- **WHAT YOU SHOULD DO**
In how many lines of the entries below does the string "window" appear, with case counting? Give only the number.

## BEGIN PROVIDED DATA

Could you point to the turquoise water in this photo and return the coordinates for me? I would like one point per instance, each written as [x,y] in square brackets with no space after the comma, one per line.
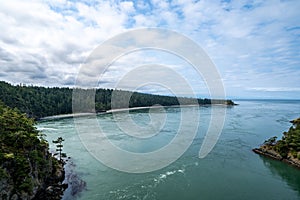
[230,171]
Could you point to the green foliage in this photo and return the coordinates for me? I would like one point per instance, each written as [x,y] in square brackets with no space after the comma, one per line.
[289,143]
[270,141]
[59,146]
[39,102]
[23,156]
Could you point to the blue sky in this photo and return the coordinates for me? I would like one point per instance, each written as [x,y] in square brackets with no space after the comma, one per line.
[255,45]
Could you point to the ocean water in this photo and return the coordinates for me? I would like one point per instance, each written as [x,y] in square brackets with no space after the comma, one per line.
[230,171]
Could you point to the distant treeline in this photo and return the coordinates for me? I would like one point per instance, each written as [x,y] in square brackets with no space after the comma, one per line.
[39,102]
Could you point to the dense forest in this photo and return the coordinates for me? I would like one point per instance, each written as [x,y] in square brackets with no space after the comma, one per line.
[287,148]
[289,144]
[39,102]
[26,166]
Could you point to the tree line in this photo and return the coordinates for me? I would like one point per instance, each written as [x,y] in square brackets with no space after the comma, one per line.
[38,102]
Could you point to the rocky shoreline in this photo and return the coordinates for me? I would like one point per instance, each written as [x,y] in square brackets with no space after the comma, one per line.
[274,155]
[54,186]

## END PROVIDED DATA
## BEGIN PROVIDED DATA

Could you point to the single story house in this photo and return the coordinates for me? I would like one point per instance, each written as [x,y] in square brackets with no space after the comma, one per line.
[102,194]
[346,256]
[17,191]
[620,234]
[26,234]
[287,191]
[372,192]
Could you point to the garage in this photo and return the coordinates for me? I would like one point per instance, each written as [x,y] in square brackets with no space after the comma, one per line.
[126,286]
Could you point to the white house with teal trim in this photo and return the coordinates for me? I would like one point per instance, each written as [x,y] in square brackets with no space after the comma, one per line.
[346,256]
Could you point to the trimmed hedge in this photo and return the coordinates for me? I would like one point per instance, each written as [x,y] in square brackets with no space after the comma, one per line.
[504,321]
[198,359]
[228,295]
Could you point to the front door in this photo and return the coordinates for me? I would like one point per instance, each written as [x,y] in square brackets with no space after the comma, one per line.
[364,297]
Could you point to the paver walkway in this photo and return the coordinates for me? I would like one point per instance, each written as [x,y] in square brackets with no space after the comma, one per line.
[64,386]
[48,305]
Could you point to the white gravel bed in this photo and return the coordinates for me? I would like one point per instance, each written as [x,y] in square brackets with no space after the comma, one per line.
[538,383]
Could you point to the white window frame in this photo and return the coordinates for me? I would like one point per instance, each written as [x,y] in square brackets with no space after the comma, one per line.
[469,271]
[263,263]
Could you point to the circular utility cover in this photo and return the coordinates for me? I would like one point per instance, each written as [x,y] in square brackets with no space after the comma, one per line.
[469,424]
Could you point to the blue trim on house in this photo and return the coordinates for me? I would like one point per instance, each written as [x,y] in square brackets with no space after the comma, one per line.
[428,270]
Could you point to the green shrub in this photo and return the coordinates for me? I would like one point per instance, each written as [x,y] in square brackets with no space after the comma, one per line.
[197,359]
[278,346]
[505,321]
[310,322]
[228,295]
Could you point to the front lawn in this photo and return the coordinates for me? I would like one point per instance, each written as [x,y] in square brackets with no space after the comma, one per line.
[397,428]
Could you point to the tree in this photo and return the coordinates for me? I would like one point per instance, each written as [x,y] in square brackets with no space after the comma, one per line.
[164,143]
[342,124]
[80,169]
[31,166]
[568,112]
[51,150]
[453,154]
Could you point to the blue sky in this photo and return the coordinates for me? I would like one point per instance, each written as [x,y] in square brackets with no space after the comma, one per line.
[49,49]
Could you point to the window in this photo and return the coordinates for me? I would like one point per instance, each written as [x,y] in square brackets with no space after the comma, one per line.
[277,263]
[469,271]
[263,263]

## END PROVIDED DATA

- **EXPECTED ANSWER**
2